[Opening Available data section]

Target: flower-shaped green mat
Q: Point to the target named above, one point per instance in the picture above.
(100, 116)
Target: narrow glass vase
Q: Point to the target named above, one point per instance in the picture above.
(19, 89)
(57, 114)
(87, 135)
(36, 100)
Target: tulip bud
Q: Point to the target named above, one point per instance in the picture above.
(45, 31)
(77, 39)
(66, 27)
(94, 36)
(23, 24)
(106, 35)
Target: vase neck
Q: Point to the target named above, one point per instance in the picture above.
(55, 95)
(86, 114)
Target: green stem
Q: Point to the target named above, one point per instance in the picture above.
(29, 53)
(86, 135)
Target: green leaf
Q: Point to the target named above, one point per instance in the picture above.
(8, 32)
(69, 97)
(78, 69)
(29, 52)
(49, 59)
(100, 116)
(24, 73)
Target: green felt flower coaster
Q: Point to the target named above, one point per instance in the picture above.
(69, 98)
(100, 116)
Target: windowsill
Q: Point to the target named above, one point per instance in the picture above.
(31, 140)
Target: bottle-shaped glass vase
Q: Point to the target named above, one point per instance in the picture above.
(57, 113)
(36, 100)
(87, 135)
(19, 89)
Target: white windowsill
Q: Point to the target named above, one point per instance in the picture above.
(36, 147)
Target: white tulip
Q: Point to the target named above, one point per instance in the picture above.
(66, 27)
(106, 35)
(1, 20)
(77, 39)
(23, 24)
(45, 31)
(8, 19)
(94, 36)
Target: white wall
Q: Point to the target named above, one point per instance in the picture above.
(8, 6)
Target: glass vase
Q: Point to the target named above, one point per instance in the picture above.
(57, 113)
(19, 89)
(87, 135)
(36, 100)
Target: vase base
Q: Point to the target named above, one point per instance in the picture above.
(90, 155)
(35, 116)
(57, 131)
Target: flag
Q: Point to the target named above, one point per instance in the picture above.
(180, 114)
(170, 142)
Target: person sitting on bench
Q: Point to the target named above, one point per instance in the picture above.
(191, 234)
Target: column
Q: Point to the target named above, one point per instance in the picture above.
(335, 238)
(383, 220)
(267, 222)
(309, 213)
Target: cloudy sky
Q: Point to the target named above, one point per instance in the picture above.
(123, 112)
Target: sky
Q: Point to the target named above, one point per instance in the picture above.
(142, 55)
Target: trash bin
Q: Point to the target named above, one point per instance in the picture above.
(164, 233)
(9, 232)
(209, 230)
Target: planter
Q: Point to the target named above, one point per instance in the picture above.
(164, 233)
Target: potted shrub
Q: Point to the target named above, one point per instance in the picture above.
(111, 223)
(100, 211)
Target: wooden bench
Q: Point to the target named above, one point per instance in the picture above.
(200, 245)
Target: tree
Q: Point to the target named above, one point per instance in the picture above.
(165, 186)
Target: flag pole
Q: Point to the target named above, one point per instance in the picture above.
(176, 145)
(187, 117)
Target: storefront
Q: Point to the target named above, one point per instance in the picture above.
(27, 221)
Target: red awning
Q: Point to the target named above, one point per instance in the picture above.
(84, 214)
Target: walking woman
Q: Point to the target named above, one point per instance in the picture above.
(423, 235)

[Closing Available data section]

Requirement -
Nothing in the listing may be left out; repeat it all exactly.

Task response -
Target: flower-shaped green mat
Q: Point to the target named above, one point per instance in the picture above.
(100, 116)
Target: narrow glass vase
Q: Point to the target named above, one point per instance in the picture above.
(19, 89)
(57, 114)
(87, 135)
(36, 100)
Target: tulip bud
Q: Point to the target named above, one point per instance in the picture above.
(45, 31)
(77, 39)
(66, 27)
(94, 36)
(23, 24)
(106, 35)
Target: vase neck
Q: Point to the target named above, one point per instance in the picture above.
(55, 95)
(86, 114)
Target: green stem
Q: Point to the target named above, one point per instance in the picture above.
(29, 53)
(86, 135)
Target: green leaf
Q: Point to the target named above, one point per instance in the picture above.
(8, 32)
(69, 97)
(78, 69)
(29, 52)
(49, 59)
(100, 116)
(24, 73)
Target: green felt flower coaster
Q: Point to the target named above, one point per instance in the picture above.
(69, 98)
(100, 116)
Target: windowsill
Q: Point to the target named above, one point per instance in the picture above.
(31, 140)
Target: bottle-shaped glass vase
Q: Point to the target named above, one point per instance in the picture above.
(57, 113)
(36, 100)
(87, 135)
(19, 89)
Target: white windowsill
Q: Point to the target named above, one point per instance in the picture above.
(36, 147)
Target: white tulip
Q: Point to the target named above, one point per instance in the picture above.
(66, 27)
(106, 35)
(1, 20)
(77, 39)
(23, 24)
(45, 31)
(8, 19)
(94, 36)
Target: white wall
Q: Point to the target named above, one point per instance in the picture above.
(8, 6)
Target: glass vase
Q: Point to the target named above, one point per instance in the picture above.
(57, 113)
(19, 89)
(87, 135)
(36, 100)
Target: vase base
Q: Point to the target named above, one point per instance in the picture above.
(90, 155)
(35, 116)
(57, 131)
Target: flag
Q: Point to the target named above, one point per instance in the picture above.
(180, 114)
(170, 142)
Target: person sitting on bench
Q: Point to the target named above, one point per instance in the picture above.
(191, 234)
Target: column
Q: Point to the target named above, one point per instance in the picture above.
(335, 238)
(383, 220)
(267, 222)
(309, 213)
Target: cloudy sky
Q: Point to the target named above, one point per instance in the picture above.
(123, 112)
Target: sky
Q: Point to the target named above, one point per instance in the picture above.
(142, 55)
Target: trash bin
Q: Point to the target named above, one point per instance in the picture above.
(164, 233)
(9, 232)
(209, 230)
Target: planter
Q: Point to the target named above, one point per instance in the picture above.
(164, 233)
Target: potted shrub
Q: Point to the target named above, one point per instance in the picture above.
(111, 223)
(100, 211)
Target: wooden bench
Q: Point to the target named above, one point per instance in the picture above.
(200, 245)
Target: tree
Q: Point to the target named above, one point per instance in the picture above.
(165, 186)
Target: flag pole
Q: Point to the target named above, one point per instance in the picture above.
(176, 145)
(187, 117)
Target: storefront
Q: Point to the target named above, one point per instance in the picture above.
(27, 221)
Target: red awning
Q: Point to the target named above, one point per instance in the picture above.
(84, 214)
Target: walking woman
Q: Point to the target named above, one point per instance in the picture above.
(423, 235)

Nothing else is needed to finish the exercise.